[Selected text — start]

Cusack also mentions that some of the few who were spared summary execution actually suffered a worse fate: They were offered life if they would renounce their Catholic faith. Upon refusal, their arms and legs were broken in three places by an ironsmith. They were left in agony for a day and night and then hanged. In contrast, Grey's report mentioned: "Execution of the Englishman who served Dr Sanders, and two others, whose arms and legs were broken for torture." He did not specify why they were tortured, nor refer to their religion.

John Hooker states in his Supply to the Irish Chronicle (an addition to Holinshed's Chronicles) written in 1587, the bands ordered to carry out the executions were led by Captain Raleigh (later Sir Walter Raleigh) and Captain Mackworth.

Richard Bingham, future commander of Connacht, was present and described events in a letter to Robert Dudley (Earl of Leicester), although he claimed the massacre was perpetrated by sailors. The poet Edmund Spenser, then secretary to the Lord Deputy of Ireland, is also thought to have been present.

According to the folklore of the area, the execution of the captives took two days, with many of the captives being beheaded in a field known locally in Irish as Gort a Ghearradh ('Field of Cutting'); their bodies later being thrown into the sea. Archaeologists have not yet discovered human remains at the site, although a nearby field is known as Gort na gCeann ('Field of the Heads') and local folklore recalls the massacre.

[Selected text — finish]

→ **Work task A**:
In the massacre account, who does John Hooker say led the bands ordered to carry out the executions?
→ **Work task B**:
Write a continuation of the massacre account, picking up after its final sentence.
The material that follows has nothing to do with this.

[Dataset extract — start]

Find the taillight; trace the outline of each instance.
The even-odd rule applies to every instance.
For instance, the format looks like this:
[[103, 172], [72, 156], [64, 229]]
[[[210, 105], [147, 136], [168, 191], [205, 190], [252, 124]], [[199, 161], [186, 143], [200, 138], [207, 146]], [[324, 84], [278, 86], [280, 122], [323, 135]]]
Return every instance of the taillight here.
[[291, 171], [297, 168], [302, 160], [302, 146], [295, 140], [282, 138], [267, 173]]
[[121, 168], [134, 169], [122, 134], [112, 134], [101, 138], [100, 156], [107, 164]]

[Dataset extract — finish]

→ **Written reply A**:
Captain Raleigh (later Sir Walter Raleigh) and Captain Mackworth.

→ **Written reply B**:
Some of the survivors of the invasion force were taken to England for safekeeping at Waltham Abbey in Essex, while their ransoms were negotiated; the Privy Council noted in 1581 that two had escaped custody.

==In Raleigh's trial==
Three decades after the siege, when Raleigh had fallen from favour, his involvement with this massacre was brought against him as a criminal charge in one of his trials. Raleigh argued that he was "obliged to obey the commands of his superior officer" but he was unable to exonerate himself. He was executed on 29 October 1618, chiefly for his involvement in the Main Plot.

==Monument==
A monument to commemorate the victims of the massacre was erected at Smerwick in 1980. The sculpture is by Irish sculptor Cliodhna Cussen.